__Stated task__:
Write out the records below verbatim, starting at the line holding "Autonomous forklift vision pipeline — detect the red" and continuing through the final line of the records, with both ends included.

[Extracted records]

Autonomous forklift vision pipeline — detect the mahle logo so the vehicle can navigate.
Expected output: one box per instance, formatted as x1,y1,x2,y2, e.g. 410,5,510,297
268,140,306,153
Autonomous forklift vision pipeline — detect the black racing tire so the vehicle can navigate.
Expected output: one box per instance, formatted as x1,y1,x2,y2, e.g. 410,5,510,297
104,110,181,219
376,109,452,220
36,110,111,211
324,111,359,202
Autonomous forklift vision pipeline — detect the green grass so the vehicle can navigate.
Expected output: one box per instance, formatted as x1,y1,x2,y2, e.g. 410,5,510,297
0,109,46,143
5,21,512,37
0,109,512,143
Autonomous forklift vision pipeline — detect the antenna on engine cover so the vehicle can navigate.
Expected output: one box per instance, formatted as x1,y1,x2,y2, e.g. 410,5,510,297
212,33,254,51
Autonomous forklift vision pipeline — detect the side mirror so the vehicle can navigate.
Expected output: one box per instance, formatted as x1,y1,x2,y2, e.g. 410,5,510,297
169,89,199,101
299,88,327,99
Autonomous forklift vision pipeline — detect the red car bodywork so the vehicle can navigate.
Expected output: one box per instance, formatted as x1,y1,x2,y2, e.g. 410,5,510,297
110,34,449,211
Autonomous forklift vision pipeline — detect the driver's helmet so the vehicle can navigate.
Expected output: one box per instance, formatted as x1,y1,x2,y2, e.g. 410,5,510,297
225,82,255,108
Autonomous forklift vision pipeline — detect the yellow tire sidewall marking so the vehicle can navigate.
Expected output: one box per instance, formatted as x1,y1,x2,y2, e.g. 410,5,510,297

__Correct answer__:
Autonomous forklift vision pipeline — detect the red car bodywork so the vehicle can navigate.
Expected output: one box per instance, formatted as x1,y1,x2,y2, e.g. 410,5,510,297
110,34,449,211
Autonomous forklift vision pipeline — detect the driver's helmet so the vehicle can navigate.
Expected output: one box per instance, formatted as x1,y1,x2,y2, e.g. 410,5,510,297
225,82,255,108
Autonomous forklift vision pipeline — detect the yellow tire sidewall marking so the vehicle can navigate.
Expected output: one box per instance, formatted as x1,y1,x2,y2, e.g. 410,5,510,297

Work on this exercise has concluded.